Supplied passage:

******

Only staunch hippies live on the fringe of rejecting the modern lifestyle, kinda how captains of industry like to pretend that we aren’t busy destroying everything around us. For the person in the middle, it’s not as clean cut. We’ve done great things and we’ve done awful things.

Koyaanisqatsi is a movie for that debate. There is no narrative: not a single word is uttered during its entire runtime. Instead the movie is a stunning video montage featuring natural landscapes, industrial compounds, clouds floating off mountains, humans scurrying to work. The shots vary from aerial swoops over ancient mountains and alongside buildings being demolished, time-lapse captures of the ebb and flow of an incoming tide or traffic moving at high speed on a mega highway. There are intimate up-close moments: the camera staring at a person or its lens capturing people in slow motion as they walk along. We see factory lines assemble food and cars, the power of exploding bombs, skyscrapers in the dusk looking downright alien and juxtaposed up-close shots of circuit boards.

******

Your goal: In the passage on Koyaanisqatsi, how many words are spoken during the movie?

Raw data:
******

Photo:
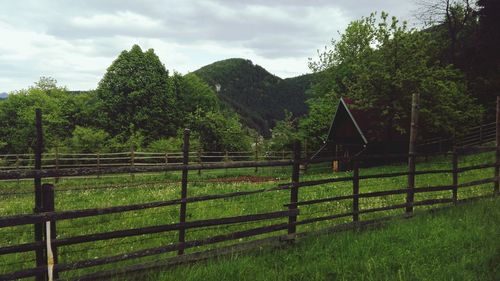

******

Complete answer: None; not a single word is uttered during its entire runtime.